Objective
Show each line below that has the word "overcast" in it, copying every such line in full.

Material for this task
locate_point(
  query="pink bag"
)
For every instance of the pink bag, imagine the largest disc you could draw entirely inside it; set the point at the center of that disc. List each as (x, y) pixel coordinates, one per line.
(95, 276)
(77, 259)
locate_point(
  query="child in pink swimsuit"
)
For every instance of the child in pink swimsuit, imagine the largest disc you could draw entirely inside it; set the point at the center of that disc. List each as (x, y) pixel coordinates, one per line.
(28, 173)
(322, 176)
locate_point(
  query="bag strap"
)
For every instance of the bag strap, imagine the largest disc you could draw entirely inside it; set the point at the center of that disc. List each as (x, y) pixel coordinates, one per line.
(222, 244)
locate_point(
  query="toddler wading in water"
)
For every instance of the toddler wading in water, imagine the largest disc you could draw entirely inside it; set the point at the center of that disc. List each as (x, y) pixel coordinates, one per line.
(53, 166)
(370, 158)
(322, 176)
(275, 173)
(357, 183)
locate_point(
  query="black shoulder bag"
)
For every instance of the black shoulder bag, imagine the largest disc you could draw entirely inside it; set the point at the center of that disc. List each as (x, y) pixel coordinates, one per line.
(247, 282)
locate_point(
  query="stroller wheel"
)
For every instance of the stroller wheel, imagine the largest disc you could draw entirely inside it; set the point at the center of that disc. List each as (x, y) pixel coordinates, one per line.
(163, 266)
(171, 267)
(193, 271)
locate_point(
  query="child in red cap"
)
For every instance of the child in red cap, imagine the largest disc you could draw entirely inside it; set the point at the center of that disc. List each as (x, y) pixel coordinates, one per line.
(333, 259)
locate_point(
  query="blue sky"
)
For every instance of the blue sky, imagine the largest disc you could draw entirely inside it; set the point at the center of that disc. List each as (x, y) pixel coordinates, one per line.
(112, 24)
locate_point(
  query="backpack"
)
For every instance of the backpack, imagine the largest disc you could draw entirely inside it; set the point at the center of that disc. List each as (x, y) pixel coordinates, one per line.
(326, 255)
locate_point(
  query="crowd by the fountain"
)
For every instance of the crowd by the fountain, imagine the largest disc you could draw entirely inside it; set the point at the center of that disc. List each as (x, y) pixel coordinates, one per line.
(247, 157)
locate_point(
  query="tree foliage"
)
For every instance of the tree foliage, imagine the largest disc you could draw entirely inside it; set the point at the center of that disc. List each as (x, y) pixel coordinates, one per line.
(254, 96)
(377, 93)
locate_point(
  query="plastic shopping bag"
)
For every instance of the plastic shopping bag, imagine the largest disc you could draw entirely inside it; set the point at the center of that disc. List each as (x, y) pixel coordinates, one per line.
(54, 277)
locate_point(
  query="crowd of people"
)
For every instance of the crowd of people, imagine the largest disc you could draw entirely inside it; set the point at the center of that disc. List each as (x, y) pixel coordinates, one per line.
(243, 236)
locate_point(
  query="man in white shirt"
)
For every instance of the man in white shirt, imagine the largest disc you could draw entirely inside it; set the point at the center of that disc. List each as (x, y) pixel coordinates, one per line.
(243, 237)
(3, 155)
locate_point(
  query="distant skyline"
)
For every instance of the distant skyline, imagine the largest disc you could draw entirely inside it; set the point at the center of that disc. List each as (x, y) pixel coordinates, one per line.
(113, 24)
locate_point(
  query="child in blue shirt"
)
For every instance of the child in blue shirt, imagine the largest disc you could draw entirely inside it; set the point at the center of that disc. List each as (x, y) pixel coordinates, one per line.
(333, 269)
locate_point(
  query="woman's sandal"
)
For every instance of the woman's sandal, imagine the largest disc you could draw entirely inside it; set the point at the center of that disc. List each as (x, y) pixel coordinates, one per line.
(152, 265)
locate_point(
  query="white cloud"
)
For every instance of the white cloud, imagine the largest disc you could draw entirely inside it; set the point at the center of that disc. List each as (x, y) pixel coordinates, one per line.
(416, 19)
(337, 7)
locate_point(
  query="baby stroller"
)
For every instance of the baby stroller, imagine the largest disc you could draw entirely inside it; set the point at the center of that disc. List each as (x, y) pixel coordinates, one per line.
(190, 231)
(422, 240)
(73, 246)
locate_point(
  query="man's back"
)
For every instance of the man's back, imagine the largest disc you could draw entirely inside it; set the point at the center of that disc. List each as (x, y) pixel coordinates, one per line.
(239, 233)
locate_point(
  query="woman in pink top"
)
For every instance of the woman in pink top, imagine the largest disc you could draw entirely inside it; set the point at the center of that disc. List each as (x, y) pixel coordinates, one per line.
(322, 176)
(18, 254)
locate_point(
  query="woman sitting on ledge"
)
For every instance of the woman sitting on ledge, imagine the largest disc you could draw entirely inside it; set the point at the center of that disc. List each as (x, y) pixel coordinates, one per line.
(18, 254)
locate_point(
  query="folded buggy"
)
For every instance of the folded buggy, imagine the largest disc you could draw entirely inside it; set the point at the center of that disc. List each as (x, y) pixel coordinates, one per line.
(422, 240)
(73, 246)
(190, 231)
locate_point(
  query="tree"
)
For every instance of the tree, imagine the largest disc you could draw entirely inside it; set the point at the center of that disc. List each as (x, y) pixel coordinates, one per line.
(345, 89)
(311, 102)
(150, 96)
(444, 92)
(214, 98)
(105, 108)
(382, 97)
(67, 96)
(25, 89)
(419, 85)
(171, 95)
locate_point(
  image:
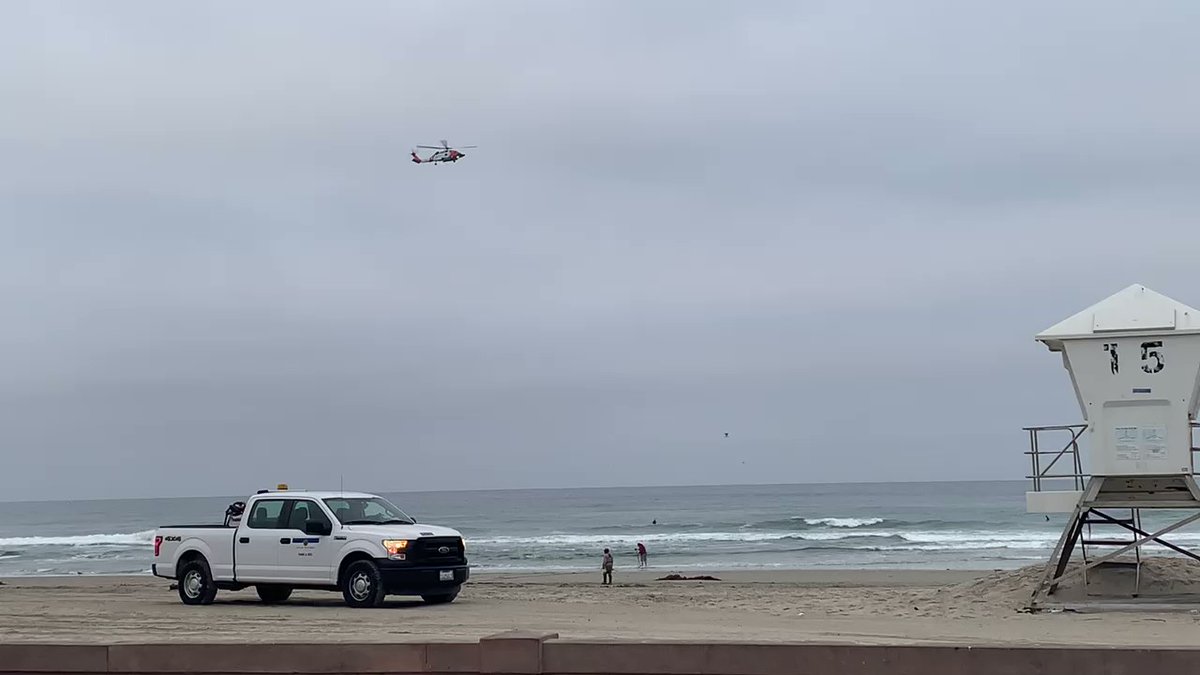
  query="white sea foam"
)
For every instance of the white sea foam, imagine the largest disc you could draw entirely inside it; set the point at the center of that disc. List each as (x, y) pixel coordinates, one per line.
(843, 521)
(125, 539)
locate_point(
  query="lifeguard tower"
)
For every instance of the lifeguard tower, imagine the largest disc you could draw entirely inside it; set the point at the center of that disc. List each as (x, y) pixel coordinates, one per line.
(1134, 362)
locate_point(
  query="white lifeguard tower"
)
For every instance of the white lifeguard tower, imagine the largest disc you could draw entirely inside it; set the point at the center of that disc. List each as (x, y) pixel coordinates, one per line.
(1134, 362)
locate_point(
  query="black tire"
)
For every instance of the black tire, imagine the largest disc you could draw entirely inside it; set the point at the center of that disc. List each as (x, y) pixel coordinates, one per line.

==

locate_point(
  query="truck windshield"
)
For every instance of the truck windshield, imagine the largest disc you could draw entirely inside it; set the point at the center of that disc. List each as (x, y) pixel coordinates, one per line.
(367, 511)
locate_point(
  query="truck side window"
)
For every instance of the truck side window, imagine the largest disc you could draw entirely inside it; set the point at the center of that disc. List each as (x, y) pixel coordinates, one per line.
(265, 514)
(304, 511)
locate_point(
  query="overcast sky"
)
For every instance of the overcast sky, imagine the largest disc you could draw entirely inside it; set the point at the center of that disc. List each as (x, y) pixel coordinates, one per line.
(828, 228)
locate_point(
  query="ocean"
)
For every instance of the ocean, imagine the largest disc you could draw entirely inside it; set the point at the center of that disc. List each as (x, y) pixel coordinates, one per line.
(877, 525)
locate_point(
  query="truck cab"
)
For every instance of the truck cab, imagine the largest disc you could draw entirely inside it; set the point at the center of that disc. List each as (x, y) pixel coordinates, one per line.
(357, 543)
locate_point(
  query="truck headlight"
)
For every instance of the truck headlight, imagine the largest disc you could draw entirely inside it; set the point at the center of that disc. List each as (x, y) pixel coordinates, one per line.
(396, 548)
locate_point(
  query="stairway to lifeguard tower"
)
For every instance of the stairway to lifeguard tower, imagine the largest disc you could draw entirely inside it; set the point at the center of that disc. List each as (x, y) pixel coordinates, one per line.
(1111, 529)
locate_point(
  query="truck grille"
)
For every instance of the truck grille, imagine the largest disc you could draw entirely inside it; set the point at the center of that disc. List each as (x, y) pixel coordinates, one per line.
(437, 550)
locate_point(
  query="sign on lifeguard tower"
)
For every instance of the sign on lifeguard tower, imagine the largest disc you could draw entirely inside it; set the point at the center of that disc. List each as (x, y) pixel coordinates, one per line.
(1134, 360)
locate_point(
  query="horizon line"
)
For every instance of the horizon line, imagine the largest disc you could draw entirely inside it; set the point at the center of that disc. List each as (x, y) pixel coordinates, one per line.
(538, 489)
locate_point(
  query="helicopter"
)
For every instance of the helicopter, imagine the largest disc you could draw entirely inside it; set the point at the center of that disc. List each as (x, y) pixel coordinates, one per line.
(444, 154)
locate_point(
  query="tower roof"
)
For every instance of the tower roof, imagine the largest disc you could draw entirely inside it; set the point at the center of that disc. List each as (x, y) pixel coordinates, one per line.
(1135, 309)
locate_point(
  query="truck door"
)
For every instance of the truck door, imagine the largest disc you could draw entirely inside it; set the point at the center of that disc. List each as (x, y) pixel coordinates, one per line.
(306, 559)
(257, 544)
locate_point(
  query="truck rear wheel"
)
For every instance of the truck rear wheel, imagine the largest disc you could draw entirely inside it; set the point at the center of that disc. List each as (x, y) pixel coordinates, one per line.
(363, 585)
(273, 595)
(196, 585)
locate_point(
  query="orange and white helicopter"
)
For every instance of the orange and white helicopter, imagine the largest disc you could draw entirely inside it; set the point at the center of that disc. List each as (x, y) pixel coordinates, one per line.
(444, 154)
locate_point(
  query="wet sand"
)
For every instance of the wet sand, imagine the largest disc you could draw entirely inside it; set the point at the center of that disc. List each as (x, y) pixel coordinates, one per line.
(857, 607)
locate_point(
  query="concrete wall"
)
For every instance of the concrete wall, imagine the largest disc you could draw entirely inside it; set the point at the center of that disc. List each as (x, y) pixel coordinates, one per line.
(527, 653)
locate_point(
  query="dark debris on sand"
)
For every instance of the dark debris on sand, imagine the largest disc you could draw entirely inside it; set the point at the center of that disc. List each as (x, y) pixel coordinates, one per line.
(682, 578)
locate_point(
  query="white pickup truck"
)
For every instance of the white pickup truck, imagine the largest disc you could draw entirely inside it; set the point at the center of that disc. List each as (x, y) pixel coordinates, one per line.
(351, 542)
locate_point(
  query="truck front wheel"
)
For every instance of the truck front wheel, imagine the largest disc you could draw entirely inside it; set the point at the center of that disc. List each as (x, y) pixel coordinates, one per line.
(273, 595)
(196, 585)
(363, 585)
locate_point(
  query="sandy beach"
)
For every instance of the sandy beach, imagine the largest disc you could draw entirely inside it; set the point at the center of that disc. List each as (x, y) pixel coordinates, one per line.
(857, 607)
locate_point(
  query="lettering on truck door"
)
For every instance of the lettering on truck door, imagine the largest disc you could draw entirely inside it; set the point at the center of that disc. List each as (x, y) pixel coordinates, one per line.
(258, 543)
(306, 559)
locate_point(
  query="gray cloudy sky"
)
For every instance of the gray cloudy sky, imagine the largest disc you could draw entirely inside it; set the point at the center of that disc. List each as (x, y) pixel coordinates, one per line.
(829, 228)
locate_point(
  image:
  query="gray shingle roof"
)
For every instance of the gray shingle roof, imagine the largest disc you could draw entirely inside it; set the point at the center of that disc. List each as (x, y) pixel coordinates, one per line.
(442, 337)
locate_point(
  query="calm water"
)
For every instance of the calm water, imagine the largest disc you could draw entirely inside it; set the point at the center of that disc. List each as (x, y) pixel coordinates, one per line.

Right answer
  query="overcast sky"
For every instance of the overcast sky, imagine the largest disc you could draw entirely inside it; set the point at the center of that disc. List each as (x, y) pixel coordinates, one per line.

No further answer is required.